**Task prompt**. Copy out every record below with complete accuracy.

#### Supplied material

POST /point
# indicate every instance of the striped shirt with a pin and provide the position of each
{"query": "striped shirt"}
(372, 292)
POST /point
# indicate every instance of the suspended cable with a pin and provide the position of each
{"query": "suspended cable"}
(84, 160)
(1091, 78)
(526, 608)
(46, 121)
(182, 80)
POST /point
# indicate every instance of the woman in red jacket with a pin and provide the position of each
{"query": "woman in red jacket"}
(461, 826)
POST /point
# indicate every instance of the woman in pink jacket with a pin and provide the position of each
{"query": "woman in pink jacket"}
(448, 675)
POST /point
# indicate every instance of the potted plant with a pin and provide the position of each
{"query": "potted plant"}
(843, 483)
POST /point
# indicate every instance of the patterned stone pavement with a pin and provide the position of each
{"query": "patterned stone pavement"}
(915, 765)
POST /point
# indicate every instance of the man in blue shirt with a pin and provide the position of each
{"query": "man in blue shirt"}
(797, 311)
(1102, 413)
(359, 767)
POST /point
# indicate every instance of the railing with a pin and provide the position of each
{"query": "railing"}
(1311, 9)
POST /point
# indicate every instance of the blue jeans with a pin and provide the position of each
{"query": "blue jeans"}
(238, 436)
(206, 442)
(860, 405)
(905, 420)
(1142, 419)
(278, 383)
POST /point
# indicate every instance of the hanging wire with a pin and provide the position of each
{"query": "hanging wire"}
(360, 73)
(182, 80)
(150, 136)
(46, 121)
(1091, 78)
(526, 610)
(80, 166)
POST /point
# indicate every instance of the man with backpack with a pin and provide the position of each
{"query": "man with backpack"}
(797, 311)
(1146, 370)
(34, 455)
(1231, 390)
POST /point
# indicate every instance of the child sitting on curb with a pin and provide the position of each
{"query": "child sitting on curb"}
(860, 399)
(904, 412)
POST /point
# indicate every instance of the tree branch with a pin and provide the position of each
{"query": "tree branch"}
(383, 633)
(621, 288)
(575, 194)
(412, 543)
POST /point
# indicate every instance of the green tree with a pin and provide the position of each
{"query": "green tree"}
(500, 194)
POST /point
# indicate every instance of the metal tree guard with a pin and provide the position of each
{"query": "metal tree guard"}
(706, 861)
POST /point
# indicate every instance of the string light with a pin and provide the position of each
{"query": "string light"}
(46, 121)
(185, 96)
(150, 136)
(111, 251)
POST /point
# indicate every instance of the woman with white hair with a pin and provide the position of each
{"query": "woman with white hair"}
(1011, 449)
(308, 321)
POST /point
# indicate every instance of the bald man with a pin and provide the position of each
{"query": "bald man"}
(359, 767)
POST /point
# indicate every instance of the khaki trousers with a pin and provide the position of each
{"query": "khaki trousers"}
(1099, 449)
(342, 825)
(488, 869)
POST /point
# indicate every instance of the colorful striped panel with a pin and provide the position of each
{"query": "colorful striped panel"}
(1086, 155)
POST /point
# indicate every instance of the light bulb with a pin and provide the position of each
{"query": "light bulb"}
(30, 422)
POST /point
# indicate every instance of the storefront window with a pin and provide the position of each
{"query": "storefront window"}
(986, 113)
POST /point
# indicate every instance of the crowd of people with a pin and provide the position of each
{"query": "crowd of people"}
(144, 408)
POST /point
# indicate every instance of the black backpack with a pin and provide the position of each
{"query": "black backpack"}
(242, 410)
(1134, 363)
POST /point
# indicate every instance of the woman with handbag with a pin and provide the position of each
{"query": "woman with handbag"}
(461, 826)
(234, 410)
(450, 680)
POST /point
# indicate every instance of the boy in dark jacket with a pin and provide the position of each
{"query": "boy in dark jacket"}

########

**Final result**.
POST /point
# indicate every instance of the striped shirt with a pin and provide the position of each
{"query": "striped shirt"}
(372, 292)
POST /point
# indicate every instance of the suspended cable with a pin and provide the position of each
{"query": "suspended cable"}
(84, 160)
(1091, 78)
(526, 608)
(46, 121)
(182, 80)
POST /point
# indicate every instance of the woman in red jacket with a pin and provide the position of each
{"query": "woman in red jacket"}
(461, 826)
POST /point
# indicate every instance of the woman in pink jacket with a pin and provide the position of each
{"query": "woman in pink jacket"}
(448, 675)
POST /point
# indicate every instance of the potted plant with a pin and provide the position of each
{"query": "potted plant"}
(843, 483)
POST /point
# indicate every instance of the patterned stone pavement with a pin and provide the position of each
{"query": "patterned stone pavement"}
(915, 765)
POST /point
# indicate every instance of the man in blue shirt with a pin and provide the position of each
{"query": "man in blue shirt"}
(797, 311)
(1102, 413)
(359, 767)
POST /point
# indicate every instance of the railing with a pin and provide the position of each
{"query": "railing"}
(1311, 9)
POST /point
# indicate every instance of the blue jeans with a pin and provide the position of each
{"query": "blue jeans"}
(238, 436)
(206, 442)
(860, 405)
(905, 420)
(1142, 419)
(278, 383)
POST /point
# indicate every instance of the hanging wire with a pin and provide the position of each
{"query": "hanging wire"}
(360, 73)
(182, 80)
(150, 136)
(46, 121)
(1091, 78)
(526, 610)
(80, 166)
POST /point
# indicate every instance of the man with backpack with a pin and provide the position of each
{"query": "man with backpack"}
(797, 311)
(1146, 370)
(34, 455)
(1231, 390)
POST /point
# indicate every instance of the child sitting on curb with a pin and provide the position of each
{"query": "child sitting on curb"}
(860, 399)
(904, 412)
POST /point
# indicate every instance of the tree branch with a pin and provide the position of each
{"query": "tree branch"}
(383, 633)
(621, 288)
(575, 194)
(412, 543)
POST /point
# indicate every instance of the green tree with a pin and provide the position of each
{"query": "green tree"}
(500, 194)
POST /point
# indicate every instance of the metal tree guard with a pin and provide the position of each
{"query": "metal tree guard"}
(706, 861)
POST /point
# indicate every instance of the string light with a pin and provide the position of each
{"query": "string light"}
(46, 121)
(185, 96)
(150, 136)
(111, 251)
POST /point
# indicate every instance of the woman with white hair with a pin and provide the position of each
{"query": "woman with white hair"}
(1011, 449)
(308, 321)
POST /point
# indicate every instance of the bald man with a pin and provide the position of each
{"query": "bald man"}
(359, 767)
POST /point
# indicate every instance of the khaki trousers with a pin and provide the position of each
{"query": "khaki trousers"}
(1099, 449)
(342, 825)
(488, 869)
POST /point
# indicate every instance of the colorful striped panel with a pin and provide the position of each
{"query": "colorful striped panel"}
(1086, 155)
POST /point
# indicate every instance of the light bulb with a pin and provide the position of each
{"query": "light bulb"}
(30, 422)
POST /point
# indicate every instance of the storefront window with a pin and provide the position of each
{"query": "storefront window"}
(986, 113)
POST /point
# indicate every instance of the crowd of people with a pin and provide the position of each
{"query": "crowd of people"}
(144, 408)
POST /point
# indicate every instance of the black backpack with a pin and provide the position of each
{"query": "black backpack"}
(242, 410)
(1134, 363)
POST /point
# indicate every instance of the woman with handbag with a pin and provide the position of each
{"query": "woman with handbag"}
(461, 826)
(234, 410)
(450, 680)
POST /point
# indicate every instance of the boy in dark jacket with a pin and provide the position of each
{"query": "boy in dark jacket"}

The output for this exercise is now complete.